Copy the lines verbatim, beginning with the line that contains "Target: concrete wall" and continuing through the end of the data, and only those lines.

** Begin Data to use **

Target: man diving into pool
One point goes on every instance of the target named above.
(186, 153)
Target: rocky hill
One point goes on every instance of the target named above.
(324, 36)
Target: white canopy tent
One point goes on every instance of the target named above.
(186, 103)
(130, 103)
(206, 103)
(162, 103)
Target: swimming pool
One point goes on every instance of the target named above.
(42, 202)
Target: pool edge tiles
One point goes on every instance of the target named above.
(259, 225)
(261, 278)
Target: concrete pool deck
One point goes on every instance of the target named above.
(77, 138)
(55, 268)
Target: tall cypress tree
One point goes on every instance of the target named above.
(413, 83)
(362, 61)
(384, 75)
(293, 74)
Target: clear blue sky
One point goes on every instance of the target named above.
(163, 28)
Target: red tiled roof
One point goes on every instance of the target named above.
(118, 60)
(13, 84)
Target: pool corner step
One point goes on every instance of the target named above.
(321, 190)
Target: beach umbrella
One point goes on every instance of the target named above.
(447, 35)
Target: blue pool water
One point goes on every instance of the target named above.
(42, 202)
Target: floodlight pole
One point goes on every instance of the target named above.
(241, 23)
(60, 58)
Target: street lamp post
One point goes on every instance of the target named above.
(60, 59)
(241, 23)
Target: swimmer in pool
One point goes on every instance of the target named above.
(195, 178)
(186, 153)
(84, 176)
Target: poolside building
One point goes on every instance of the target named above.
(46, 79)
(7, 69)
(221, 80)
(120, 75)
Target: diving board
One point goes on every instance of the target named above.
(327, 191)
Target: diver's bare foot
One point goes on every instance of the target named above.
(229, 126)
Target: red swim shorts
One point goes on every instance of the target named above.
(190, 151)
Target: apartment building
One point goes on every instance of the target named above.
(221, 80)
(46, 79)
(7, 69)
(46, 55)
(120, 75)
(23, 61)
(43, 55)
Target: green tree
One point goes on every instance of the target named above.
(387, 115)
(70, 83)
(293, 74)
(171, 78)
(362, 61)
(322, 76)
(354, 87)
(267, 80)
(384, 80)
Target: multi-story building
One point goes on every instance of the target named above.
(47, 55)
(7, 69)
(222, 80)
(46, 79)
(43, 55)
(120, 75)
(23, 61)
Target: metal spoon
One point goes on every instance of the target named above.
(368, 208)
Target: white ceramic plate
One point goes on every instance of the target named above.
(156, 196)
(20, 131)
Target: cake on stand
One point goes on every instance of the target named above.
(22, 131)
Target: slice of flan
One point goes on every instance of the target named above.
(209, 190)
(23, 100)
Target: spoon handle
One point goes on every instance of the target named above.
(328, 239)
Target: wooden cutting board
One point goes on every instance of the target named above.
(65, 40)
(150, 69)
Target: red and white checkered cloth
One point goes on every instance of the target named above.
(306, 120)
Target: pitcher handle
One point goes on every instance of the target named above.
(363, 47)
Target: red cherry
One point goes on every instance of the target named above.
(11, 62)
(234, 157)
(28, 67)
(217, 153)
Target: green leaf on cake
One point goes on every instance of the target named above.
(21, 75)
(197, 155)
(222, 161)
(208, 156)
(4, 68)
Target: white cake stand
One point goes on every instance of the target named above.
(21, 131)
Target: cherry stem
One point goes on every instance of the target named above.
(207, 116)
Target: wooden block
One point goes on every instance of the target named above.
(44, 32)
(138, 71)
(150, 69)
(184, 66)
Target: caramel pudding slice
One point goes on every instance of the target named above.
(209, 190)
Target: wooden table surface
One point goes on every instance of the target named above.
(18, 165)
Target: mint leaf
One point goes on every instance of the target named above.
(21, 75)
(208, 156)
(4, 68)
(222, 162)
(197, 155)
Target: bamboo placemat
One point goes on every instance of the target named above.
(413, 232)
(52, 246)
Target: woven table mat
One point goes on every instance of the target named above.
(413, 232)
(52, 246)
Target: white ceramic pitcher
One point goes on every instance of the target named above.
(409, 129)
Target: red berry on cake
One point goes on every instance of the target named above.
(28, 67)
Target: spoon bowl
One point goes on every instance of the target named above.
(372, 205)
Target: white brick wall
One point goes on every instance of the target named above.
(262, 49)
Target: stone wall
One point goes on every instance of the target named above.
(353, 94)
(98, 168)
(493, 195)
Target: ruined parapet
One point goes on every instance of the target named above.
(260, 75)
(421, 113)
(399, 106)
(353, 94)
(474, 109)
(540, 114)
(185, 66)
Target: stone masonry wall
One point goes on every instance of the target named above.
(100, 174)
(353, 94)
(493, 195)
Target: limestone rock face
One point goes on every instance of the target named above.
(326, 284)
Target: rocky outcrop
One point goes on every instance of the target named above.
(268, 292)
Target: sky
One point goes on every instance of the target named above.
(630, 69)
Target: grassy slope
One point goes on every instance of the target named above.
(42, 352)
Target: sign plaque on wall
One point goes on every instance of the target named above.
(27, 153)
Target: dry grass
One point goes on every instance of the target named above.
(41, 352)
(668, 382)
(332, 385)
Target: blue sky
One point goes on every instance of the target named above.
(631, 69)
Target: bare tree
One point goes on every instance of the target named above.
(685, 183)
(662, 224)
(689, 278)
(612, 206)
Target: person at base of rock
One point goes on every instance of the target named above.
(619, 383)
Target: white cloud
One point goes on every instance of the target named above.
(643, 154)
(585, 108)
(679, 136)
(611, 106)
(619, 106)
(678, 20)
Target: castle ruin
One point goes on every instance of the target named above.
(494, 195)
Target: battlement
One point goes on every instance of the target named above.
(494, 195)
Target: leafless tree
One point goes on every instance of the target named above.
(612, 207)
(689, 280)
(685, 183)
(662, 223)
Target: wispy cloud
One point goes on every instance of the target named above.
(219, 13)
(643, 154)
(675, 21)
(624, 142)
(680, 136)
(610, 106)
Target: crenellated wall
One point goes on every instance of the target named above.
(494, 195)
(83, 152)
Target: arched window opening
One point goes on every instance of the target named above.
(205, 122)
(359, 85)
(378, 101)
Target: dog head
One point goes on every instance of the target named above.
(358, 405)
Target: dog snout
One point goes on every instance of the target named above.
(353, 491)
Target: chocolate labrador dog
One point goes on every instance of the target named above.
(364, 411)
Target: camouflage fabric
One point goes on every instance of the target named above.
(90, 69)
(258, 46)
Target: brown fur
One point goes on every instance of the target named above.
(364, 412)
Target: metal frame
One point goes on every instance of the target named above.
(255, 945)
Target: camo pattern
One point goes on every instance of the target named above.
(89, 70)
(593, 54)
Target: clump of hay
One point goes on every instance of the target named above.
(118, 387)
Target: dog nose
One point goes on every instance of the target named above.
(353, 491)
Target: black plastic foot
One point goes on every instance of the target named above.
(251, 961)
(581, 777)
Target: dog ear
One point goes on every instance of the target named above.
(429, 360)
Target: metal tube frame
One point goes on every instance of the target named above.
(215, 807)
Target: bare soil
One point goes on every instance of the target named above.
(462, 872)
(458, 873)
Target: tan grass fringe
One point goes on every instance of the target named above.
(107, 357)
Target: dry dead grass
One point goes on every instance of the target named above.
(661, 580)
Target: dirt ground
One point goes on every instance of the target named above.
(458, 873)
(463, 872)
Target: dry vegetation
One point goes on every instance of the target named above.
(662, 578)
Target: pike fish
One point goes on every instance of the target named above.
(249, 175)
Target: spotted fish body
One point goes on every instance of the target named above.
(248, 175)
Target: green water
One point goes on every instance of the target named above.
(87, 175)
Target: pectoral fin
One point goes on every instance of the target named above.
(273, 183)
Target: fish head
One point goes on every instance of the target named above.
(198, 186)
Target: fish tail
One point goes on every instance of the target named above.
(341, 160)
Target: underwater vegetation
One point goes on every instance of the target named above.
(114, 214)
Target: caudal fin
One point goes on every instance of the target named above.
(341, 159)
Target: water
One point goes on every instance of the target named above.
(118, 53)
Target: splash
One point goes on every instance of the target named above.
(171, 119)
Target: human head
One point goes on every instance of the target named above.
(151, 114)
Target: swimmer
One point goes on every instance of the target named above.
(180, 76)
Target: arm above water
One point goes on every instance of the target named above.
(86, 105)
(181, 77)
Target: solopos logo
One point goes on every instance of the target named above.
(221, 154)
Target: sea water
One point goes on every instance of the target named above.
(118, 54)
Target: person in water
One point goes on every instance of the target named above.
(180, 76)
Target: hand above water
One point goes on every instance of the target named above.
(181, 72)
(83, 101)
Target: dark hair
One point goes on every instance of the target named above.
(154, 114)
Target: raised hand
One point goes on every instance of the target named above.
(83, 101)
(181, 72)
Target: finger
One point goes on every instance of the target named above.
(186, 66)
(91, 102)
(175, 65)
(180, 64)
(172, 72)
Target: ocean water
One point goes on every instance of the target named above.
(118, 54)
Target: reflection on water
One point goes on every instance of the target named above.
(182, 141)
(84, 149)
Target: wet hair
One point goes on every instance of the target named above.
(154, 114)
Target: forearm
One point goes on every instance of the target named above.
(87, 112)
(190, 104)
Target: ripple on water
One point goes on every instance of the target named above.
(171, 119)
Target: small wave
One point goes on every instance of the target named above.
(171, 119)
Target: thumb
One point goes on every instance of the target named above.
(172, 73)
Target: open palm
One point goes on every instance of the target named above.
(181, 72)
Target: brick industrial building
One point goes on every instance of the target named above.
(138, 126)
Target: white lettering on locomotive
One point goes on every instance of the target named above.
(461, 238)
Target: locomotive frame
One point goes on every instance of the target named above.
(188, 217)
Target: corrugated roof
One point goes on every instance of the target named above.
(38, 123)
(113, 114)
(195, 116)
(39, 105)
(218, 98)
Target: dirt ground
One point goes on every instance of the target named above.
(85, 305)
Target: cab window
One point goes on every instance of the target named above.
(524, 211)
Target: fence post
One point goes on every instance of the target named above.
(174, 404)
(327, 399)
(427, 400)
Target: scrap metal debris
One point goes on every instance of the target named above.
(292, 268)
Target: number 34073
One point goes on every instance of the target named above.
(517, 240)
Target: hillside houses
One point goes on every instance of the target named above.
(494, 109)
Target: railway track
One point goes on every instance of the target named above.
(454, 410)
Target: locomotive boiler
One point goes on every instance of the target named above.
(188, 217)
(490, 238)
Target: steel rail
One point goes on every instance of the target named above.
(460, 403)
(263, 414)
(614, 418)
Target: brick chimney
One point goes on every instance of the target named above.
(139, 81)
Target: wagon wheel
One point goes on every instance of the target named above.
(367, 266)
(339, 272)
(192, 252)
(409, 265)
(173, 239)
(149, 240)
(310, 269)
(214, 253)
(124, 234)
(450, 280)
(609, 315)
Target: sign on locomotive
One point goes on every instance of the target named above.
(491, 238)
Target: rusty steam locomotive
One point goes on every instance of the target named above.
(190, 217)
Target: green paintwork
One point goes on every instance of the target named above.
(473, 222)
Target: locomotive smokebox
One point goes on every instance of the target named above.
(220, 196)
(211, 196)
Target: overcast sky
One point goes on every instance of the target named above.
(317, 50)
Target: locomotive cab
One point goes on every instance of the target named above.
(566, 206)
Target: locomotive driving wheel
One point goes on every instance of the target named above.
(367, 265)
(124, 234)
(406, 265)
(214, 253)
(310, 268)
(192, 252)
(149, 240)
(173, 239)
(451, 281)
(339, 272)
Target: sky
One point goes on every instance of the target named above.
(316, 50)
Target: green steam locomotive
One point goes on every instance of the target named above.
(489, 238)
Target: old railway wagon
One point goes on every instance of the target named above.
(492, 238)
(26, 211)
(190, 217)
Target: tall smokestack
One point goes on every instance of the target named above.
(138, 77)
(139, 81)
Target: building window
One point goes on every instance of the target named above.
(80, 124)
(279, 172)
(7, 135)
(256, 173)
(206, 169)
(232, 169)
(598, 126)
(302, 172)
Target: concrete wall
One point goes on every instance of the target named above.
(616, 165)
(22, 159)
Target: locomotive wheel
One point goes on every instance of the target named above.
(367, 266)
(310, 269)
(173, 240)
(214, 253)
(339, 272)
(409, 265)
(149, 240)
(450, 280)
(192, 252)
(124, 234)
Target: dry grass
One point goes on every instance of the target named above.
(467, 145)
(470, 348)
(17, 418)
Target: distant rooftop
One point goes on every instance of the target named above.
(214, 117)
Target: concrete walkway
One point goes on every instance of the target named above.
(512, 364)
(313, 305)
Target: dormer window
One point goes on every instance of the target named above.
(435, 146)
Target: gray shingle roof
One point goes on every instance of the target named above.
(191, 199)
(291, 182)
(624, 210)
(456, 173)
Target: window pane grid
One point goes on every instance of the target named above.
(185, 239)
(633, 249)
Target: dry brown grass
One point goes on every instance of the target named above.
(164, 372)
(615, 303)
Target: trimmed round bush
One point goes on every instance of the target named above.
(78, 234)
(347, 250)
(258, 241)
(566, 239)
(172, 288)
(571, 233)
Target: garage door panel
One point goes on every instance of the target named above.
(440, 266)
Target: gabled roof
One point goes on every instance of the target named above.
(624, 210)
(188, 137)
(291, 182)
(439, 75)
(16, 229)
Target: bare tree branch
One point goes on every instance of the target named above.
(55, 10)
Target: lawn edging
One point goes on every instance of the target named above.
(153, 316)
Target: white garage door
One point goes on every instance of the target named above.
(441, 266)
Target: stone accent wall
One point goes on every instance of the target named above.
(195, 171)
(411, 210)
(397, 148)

** End Data to use **

--- Written answer ---
Target: concrete wall
One point goes on every instance of the target named above.
(616, 165)
(22, 159)
Target: locomotive wheel
One point goes on every instance of the target named above.
(367, 266)
(310, 269)
(173, 240)
(214, 253)
(339, 272)
(409, 265)
(149, 240)
(450, 280)
(192, 252)
(124, 234)
Target: dry grass
One point goes on every instance of the target named above.
(467, 145)
(470, 348)
(17, 418)
Target: distant rooftop
One point goes on every instance of the target named above.
(214, 117)
Target: concrete walkway
One point goes on every instance of the target named above.
(512, 364)
(313, 305)
Target: dormer window
One point goes on every instance of the target named above.
(435, 146)
Target: gray shingle roof
One point goes on every instance of the target named above.
(191, 199)
(291, 182)
(624, 210)
(456, 173)
Target: window pane grid
One point goes on every instance of the target named above.
(185, 239)
(633, 249)
Target: dry brown grass
One point goes on every instance of the target named above.
(164, 372)
(615, 303)
Target: trimmed round bush
One point goes on every instance of the target named above.
(78, 234)
(347, 250)
(258, 241)
(566, 239)
(172, 288)
(571, 233)
Target: garage door panel
One point goes on every instance of the target named above.
(440, 266)
Target: gabled roof
One point goes on every instance of the target named above.
(624, 210)
(188, 137)
(291, 182)
(439, 75)
(16, 229)
Target: bare tree branch
One point goes on every instance of the target named above.
(55, 10)
Target: lawn edging
One point goes on every instance of the target named above.
(153, 316)
Target: white garage door
One point goes on every instance of the target named above.
(441, 266)
Target: stone accent wall
One point goes on every instance of the target named above.
(195, 171)
(411, 210)
(397, 148)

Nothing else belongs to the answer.